Cuando el rey toma posesión de la viña va a su encuentro el profeta Elías, que le anuncia la palabra del Señor: «¿Has asesinado y pretendes tomar posesión? […] En el mismo lugar donde los perros han lamido la sangre de Nabot lamerán los perros también tu propia sangre» (1 Re 21,19). Ajab se arrepiente de su pecado y hace penitencia para conjurar la condena divina. Pero el arrepentimiento no es sincero, y el castigo caerá igualmente sobre su familia[8].
Una historia infinita
El episodio de Nabot se repite continuamente en la historia y en la sociedad. Partiendo de la historia de Ajab, Ambrosio se propone un doble objetivo: quiere denunciar y desenmascarar la avidez de los poderosos en perjuicio de los pobres; y después quiere persuadir a los cristianos acerca del valor relativo de las riquezas proponiendo un uso de los bienes en la sociedad civil en un espíritu de justicia y de solidaridad.

-- Tarea propuesta --
Reproduce tal cual, del fragmento sobre Nabot, el tramo que va desde "Cuando el rey" hasta "y de solidaridad.".

[Extracto del conjunto de datos]
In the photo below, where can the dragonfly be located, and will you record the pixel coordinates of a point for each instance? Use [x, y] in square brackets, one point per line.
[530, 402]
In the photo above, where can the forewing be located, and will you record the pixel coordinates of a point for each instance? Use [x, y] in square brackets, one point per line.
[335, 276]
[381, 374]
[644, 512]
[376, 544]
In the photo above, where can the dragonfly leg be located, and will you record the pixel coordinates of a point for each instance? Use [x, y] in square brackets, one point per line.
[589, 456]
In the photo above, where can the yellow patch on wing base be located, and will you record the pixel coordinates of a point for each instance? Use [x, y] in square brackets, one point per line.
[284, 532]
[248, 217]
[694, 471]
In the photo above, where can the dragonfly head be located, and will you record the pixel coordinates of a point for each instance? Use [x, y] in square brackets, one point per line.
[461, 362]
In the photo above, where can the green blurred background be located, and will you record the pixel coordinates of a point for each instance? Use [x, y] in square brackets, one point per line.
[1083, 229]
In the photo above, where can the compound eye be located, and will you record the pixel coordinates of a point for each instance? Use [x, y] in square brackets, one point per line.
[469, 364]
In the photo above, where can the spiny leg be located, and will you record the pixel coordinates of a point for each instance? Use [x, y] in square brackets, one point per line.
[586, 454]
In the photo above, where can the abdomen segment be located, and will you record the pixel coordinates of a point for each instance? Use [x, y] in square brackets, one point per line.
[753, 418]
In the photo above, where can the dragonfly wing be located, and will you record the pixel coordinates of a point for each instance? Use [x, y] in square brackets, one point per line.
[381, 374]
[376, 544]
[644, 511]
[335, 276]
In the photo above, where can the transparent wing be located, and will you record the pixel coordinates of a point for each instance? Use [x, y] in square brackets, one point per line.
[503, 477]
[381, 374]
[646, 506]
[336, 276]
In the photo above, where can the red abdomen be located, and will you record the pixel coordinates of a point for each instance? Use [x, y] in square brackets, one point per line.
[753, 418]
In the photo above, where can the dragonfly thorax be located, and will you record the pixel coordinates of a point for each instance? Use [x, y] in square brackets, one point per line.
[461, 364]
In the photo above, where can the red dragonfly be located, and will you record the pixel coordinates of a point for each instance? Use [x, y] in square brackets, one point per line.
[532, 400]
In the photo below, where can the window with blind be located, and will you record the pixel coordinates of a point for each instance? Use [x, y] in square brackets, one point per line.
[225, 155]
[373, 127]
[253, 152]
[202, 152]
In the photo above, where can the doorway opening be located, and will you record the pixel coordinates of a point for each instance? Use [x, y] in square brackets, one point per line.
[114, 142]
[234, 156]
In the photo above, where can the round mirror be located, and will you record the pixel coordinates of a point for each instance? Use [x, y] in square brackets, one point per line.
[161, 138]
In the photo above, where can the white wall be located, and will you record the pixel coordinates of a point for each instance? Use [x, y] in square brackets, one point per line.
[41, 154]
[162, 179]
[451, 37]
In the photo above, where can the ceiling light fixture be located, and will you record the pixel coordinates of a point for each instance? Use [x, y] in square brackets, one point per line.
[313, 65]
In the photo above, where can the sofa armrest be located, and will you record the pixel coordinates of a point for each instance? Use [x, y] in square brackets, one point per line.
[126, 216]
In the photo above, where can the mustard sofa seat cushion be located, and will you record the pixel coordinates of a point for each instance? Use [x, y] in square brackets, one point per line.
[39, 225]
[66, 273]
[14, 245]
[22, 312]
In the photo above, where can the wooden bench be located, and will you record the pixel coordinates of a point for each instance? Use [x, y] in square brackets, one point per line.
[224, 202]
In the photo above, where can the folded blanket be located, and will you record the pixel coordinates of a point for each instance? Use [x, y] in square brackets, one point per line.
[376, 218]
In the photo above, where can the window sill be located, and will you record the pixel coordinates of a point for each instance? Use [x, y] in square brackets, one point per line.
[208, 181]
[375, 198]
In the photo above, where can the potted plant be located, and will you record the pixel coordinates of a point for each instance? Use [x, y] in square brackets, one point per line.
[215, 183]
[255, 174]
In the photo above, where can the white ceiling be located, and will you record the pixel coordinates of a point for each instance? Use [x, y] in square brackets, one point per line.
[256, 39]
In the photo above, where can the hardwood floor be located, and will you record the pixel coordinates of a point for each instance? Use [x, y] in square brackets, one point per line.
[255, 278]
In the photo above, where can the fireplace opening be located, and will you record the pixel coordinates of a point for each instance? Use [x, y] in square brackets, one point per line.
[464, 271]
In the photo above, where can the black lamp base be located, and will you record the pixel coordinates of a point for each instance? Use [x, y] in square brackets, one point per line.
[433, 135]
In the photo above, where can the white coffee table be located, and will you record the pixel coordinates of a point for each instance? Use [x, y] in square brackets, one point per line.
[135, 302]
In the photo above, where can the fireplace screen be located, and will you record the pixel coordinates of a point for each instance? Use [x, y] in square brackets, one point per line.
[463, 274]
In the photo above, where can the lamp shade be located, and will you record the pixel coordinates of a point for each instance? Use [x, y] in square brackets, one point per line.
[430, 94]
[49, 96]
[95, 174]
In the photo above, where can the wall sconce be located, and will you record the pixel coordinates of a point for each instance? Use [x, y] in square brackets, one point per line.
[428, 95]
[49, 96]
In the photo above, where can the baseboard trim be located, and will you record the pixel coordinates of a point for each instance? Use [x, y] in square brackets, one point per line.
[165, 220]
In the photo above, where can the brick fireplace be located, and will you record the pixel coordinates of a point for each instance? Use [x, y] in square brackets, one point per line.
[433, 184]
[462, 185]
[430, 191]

-- Respuesta a continuación --
Cuando el rey toma posesión de la viña va a su encuentro el profeta Elías, que le anuncia la palabra del Señor: «¿Has asesinado y pretendes tomar posesión? […] En el mismo lugar donde los perros han lamido la sangre de Nabot lamerán los perros también tu propia sangre» (1 Re 21,19). Ajab se arrepiente de su pecado y hace penitencia para conjurar la condena divina. Pero el arrepentimiento no es sincero, y el castigo caerá igualmente sobre su familia[8].
Una historia infinita
El episodio de Nabot se repite continuamente en la historia y en la sociedad. Partiendo de la historia de Ajab, Ambrosio se propone un doble objetivo: quiere denunciar y desenmascarar la avidez de los poderosos en perjuicio de los pobres; y después quiere persuadir a los cristianos acerca del valor relativo de las riquezas proponiendo un uso de los bienes en la sociedad civil en un espíritu de justicia y de solidaridad.